_Podany tekst_.
"""
Pani ciocia-konduktor wyrwała nas ze snu, wchodząc do
poszczególnych przedziałów i nalegając, żebyśmy zwlekli się z łóżek, poskładali
grzecznie pościel i zanieśli jej poszewki (podróżując pociągiem z Tbilisi do
Baku nie musicie brać śpiworów - wszystko zapewnia przewoźnik). Za oknem pociągu
świeciło piękne, pustynne słońce ukazujące krajobraz diametralnie różny od
tego, w którym znajdowaliśmy się przez ostatnie kilkanaście dni. Ciężko było
dostrzec jakiekolwiek drzewa - częściej widzieliśmy szyby naftowe z buchającymi
płomieniami ognia. Poranek, któremu towarzyszyła azerska, mocna herbata z
cukiereczkiem (kupiona u pani konduktorki za 1 dolara), był ostatnim etapem w
podróży do Baku. Wkrótce wysiedliśmy na stołecznym Dworcu Pasażerskim.
"""
_Przekazane dane_.
"""
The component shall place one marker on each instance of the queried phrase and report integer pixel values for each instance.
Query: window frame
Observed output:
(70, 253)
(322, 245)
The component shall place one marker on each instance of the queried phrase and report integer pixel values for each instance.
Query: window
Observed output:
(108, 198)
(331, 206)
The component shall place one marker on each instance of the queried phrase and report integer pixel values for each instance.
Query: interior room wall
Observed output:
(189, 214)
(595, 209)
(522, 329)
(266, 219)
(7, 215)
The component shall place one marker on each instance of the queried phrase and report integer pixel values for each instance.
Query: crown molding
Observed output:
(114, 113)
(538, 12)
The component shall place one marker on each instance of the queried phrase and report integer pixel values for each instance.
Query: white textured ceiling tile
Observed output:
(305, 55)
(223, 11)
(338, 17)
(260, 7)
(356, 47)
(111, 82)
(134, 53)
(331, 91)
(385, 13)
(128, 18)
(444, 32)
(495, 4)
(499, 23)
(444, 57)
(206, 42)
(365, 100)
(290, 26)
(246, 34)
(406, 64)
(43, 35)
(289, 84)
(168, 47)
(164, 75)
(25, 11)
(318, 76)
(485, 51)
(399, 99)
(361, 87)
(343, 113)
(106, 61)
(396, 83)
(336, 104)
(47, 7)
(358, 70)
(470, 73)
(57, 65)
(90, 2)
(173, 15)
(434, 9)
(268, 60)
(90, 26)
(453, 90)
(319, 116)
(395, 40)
"""
_Zadania do wykonania_.
1. Przepisz tekst o podróży do Baku od słów "Pani ciocia-konduktor wyrwała" aż do słów "stołecznym Dworcu Pasażerskim." włącznie, zamieniając "herbata" na "kawa".
2. Według tekstu o podróży do Baku, czemu w pociągu z Tbilisi do Baku nie trzeba brać śpiworów? Odpowiedz w jednym do trzech zdań.
3. Sprawdź, czy te zdania zgadzają się z tekstem o podróży do Baku: (a) herbatę kupiono u konduktorki za 1 dolara; (b) za oknem pociągu widać było mnóstwo drzew; (c) podróżni wysiedli na Dworcu Pasażerskim. Przy każdym napisz „tak” albo „nie” i przytocz rozstrzygające słowa tekstu.
Rekordy nie mają nic wspólnego z tekstem o podróży do Baku.

_Odpowiedzi_.
1.
Pani ciocia-konduktor wyrwała nas ze snu, wchodząc do
poszczególnych przedziałów i nalegając, żebyśmy zwlekli się z łóżek, poskładali
grzecznie pościel i zanieśli jej poszewki (podróżując pociągiem z Tbilisi do
Baku nie musicie brać śpiworów - wszystko zapewnia przewoźnik). Za oknem pociągu
świeciło piękne, pustynne słońce ukazujące krajobraz diametralnie różny od
tego, w którym znajdowaliśmy się przez ostatnie kilkanaście dni. Ciężko było
dostrzec jakiekolwiek drzewa - częściej widzieliśmy szyby naftowe z buchającymi
płomieniami ognia. Poranek, któremu towarzyszyła azerska, mocna kawa z
cukiereczkiem (kupiona u pani konduktorki za 1 dolara), był ostatnim etapem w
podróży do Baku. Wkrótce wysiedliśmy na stołecznym Dworcu Pasażerskim.

2. Śpiworów nie trzeba brać, bo wszystko zapewnia przewoźnik.

3.
(a) Tak: „kupiona u pani konduktorki za 1 dolara”.
(b) Nie: „Ciężko było dostrzec jakiekolwiek drzewa”.
(c) Tak: „Wkrótce wysiedliśmy na stołecznym Dworcu Pasażerskim”.